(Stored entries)
***

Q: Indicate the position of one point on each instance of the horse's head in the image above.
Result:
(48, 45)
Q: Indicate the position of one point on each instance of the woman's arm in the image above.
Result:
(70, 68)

***

#### Work item
Line by line, copy the data above.

#### Task response
Q: Indicate the position of one point on each instance of the horse's head in the image above.
Result:
(48, 45)
Q: Indicate the position of one point on each instance of the woman's arm in the image above.
Result:
(70, 68)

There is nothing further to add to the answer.